▶ _What the task asks_
Format every line of the listing below as a numbered list, skipping any blank lines. Leave the pictures out of your answer.

Records from a point-labeling set

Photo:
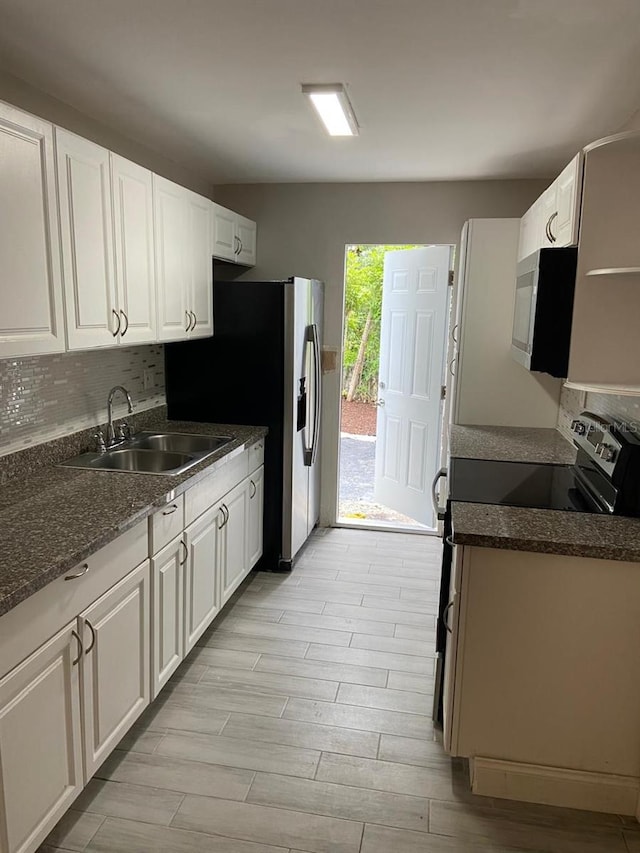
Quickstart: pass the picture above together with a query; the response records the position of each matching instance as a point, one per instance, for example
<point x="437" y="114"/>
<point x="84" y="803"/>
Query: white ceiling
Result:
<point x="443" y="89"/>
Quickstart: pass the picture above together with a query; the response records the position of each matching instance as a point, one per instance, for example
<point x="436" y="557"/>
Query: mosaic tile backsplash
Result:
<point x="48" y="396"/>
<point x="573" y="402"/>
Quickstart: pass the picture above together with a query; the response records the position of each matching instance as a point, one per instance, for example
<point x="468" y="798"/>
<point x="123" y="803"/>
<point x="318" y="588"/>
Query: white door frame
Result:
<point x="442" y="438"/>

▶ _Solution to this task_
1. Photo:
2. Quickstart: pass the picture above together with a query; the response records the position of each matching instance as a point, one per instance, for example
3. <point x="437" y="114"/>
4. <point x="84" y="803"/>
5. Query: white ceiling
6. Result:
7. <point x="443" y="89"/>
8. Quickstart: pass the picture above together with a query; the response records the position of each matching instance as a point, one per instance, for example
9. <point x="436" y="557"/>
10. Query: mosaic tile backsplash
11. Result:
12. <point x="48" y="396"/>
13. <point x="573" y="402"/>
14. Quickstart: pass the picture above together with a query; the response records the position of each matching instance as a point, one per instance, for example
15. <point x="468" y="798"/>
16. <point x="123" y="803"/>
17. <point x="318" y="588"/>
18. Query: white door frame
19. Result:
20. <point x="442" y="438"/>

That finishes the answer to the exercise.